◆ DATASET ENTRIES
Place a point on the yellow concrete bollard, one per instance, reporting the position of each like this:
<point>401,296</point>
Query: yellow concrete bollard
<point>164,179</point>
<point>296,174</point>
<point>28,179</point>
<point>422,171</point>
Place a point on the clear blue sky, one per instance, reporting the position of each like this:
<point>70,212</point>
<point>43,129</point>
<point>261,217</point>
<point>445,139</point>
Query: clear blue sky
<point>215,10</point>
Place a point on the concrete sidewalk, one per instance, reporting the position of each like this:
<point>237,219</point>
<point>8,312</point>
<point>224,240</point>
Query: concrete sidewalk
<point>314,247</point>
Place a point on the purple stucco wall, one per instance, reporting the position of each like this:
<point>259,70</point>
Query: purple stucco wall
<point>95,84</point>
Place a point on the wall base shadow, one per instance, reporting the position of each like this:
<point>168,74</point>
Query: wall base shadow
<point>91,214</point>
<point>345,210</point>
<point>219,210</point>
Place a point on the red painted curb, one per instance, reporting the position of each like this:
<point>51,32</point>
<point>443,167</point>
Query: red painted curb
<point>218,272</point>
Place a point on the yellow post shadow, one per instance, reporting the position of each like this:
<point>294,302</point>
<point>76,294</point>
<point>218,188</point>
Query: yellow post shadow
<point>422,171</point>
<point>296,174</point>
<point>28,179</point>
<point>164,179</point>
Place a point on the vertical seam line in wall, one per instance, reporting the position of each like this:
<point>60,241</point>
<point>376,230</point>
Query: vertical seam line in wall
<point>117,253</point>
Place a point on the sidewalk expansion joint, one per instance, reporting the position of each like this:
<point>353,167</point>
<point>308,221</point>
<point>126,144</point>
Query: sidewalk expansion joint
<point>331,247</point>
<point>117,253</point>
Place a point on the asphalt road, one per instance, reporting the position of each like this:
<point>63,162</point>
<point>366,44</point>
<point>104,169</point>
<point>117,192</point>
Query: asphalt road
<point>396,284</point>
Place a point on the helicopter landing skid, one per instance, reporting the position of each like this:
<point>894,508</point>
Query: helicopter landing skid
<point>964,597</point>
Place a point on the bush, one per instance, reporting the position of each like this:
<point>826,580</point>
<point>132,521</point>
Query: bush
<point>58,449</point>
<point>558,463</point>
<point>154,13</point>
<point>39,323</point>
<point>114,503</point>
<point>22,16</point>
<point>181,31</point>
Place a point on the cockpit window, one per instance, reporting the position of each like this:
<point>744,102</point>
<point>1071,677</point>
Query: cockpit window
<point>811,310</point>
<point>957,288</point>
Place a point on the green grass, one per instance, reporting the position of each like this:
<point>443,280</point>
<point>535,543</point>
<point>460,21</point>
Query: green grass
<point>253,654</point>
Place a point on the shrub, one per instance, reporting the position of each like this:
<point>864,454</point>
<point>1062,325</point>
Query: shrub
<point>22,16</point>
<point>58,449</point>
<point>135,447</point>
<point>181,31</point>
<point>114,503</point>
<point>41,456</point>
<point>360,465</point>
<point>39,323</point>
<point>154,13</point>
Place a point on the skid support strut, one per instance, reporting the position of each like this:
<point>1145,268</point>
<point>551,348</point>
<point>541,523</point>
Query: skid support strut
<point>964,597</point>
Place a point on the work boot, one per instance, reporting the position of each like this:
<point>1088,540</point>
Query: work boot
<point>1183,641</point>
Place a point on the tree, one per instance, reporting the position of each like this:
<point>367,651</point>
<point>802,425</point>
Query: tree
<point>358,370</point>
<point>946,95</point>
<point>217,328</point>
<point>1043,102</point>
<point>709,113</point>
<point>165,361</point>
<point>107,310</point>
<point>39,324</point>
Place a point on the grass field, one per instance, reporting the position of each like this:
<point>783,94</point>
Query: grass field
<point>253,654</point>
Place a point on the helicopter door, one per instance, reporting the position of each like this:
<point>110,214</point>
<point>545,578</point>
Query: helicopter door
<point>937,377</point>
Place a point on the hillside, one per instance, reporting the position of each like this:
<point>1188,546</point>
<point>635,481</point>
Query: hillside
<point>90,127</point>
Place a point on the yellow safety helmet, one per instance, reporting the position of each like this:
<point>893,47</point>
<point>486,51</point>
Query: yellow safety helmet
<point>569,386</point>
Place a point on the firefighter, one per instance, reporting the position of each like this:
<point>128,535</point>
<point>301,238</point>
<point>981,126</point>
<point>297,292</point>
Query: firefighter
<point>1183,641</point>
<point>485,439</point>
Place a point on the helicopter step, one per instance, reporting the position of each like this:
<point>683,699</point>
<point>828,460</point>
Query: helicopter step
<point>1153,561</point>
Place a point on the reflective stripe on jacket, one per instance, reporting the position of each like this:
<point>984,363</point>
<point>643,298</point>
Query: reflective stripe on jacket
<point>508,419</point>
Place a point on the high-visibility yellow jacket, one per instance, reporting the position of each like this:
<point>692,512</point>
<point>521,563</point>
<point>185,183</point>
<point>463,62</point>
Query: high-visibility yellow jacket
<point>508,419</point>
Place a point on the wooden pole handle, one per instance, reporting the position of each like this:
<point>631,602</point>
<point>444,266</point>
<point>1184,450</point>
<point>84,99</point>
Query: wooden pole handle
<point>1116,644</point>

◆ WORK ORDER
Set down all of the entries exactly, please.

◆ SOLUTION
Place a point on the yellow concrete bollard, one per instance, reporting the position of each like this:
<point>401,296</point>
Query: yellow concrete bollard
<point>164,179</point>
<point>296,174</point>
<point>28,179</point>
<point>422,171</point>
Place a point on the clear blue sky, one per instance, reporting the position of each like this:
<point>70,212</point>
<point>43,129</point>
<point>261,217</point>
<point>445,139</point>
Query: clear blue sky
<point>215,10</point>
Place a point on the concrete sidewalk, one per instance, reporting the position of each like this:
<point>237,219</point>
<point>8,312</point>
<point>224,240</point>
Query: concrete sidewalk
<point>314,247</point>
Place a point on the purple stucco wall, one per instance, reporting the position of each like this:
<point>259,70</point>
Query: purple stucco wall
<point>95,84</point>
Place a point on the wall base shadow, one per instance, reporting the position of each like this:
<point>168,74</point>
Query: wall base shadow
<point>91,214</point>
<point>345,210</point>
<point>219,210</point>
Place a point on the red painted curb, one per instance, reporting the position of each like this:
<point>51,32</point>
<point>443,167</point>
Query: red painted curb
<point>218,272</point>
Place a point on the yellow post shadow, one per instance, reporting the position of each like this:
<point>294,302</point>
<point>76,294</point>
<point>218,188</point>
Query: yellow post shadow
<point>422,171</point>
<point>296,174</point>
<point>28,179</point>
<point>164,179</point>
Place a point on the vertical seam line in wall, one per instance, reporting the position of each like this:
<point>60,241</point>
<point>376,230</point>
Query: vertical seam line in wall
<point>117,253</point>
Place a point on the sidewalk expansion joint, one per instance, reporting the position of each like this:
<point>353,167</point>
<point>308,221</point>
<point>126,144</point>
Query: sidewalk expansion joint
<point>331,247</point>
<point>117,253</point>
Place a point on the asphalt road, one per instance, reporting the position of each like this:
<point>63,162</point>
<point>366,44</point>
<point>104,169</point>
<point>117,192</point>
Query: asphalt road
<point>396,284</point>
Place a point on the helicopter landing skid, one per instance, reporting the position of each like this:
<point>894,508</point>
Query: helicopter landing skid
<point>964,597</point>
Place a point on the bush, one per instance, reporting the position of each like this:
<point>826,580</point>
<point>132,521</point>
Query: bush
<point>58,449</point>
<point>558,463</point>
<point>154,13</point>
<point>39,323</point>
<point>114,503</point>
<point>22,16</point>
<point>181,31</point>
Place a point on the cockpit window, one per instance, reporting the position of each like this:
<point>744,102</point>
<point>1071,677</point>
Query: cockpit window
<point>811,310</point>
<point>957,288</point>
Place a point on the green grass, one per instance, reporting the position of each like this:
<point>443,280</point>
<point>535,543</point>
<point>460,21</point>
Query: green grass
<point>253,654</point>
Place a point on the shrub, one per instance, reporting the position of each like this:
<point>864,454</point>
<point>1062,325</point>
Query: shrub
<point>22,16</point>
<point>58,449</point>
<point>135,447</point>
<point>181,31</point>
<point>114,503</point>
<point>41,456</point>
<point>360,465</point>
<point>39,323</point>
<point>154,13</point>
Place a point on the skid support strut, one per instance, reporting the position of each like this:
<point>1145,268</point>
<point>551,348</point>
<point>541,523</point>
Query: skid support strut
<point>964,597</point>
Place a point on the work boot, one per instance, reporting the position of each like this:
<point>1088,540</point>
Query: work boot
<point>1183,641</point>
Place a point on the tree, one per instance, reporting the position of each like this:
<point>367,651</point>
<point>802,425</point>
Query: tree
<point>358,370</point>
<point>946,95</point>
<point>217,328</point>
<point>1043,102</point>
<point>709,113</point>
<point>165,361</point>
<point>107,310</point>
<point>39,324</point>
Place a point on the grass field, one per instance, reporting the position of each like this:
<point>783,94</point>
Query: grass field
<point>253,654</point>
Place a point on the helicopter door, one per instance, reporting the position of each like this:
<point>110,214</point>
<point>545,578</point>
Query: helicopter door
<point>937,377</point>
Place a point on the hillside, one per instance, reporting the position of each like this:
<point>1188,546</point>
<point>635,481</point>
Query: hillside
<point>90,127</point>
Place a point on the yellow safety helmet, one per instance, reporting the position of each like this:
<point>893,47</point>
<point>486,51</point>
Query: yellow safety helmet
<point>569,386</point>
Place a point on the firefighter, one per instance, reporting the position of each like this:
<point>128,535</point>
<point>301,238</point>
<point>981,126</point>
<point>297,292</point>
Query: firefighter
<point>1183,641</point>
<point>485,439</point>
Place a point on the helicopter step, one per instance, reporting the position of each like this:
<point>683,699</point>
<point>828,460</point>
Query: helicopter step
<point>1153,561</point>
Place a point on the reflective stripe on jacket, one per instance, reporting the position of each like this:
<point>984,363</point>
<point>643,298</point>
Query: reflective stripe on jacket
<point>508,419</point>
Place a point on the high-visibility yellow jacket, one per instance, reporting the position of each like this:
<point>692,512</point>
<point>521,563</point>
<point>185,183</point>
<point>463,62</point>
Query: high-visibility yellow jacket
<point>508,419</point>
Place a point on the wooden pole handle, one per instance, reporting the position of each like this:
<point>631,602</point>
<point>444,266</point>
<point>1184,450</point>
<point>84,99</point>
Query: wooden pole handle
<point>1116,644</point>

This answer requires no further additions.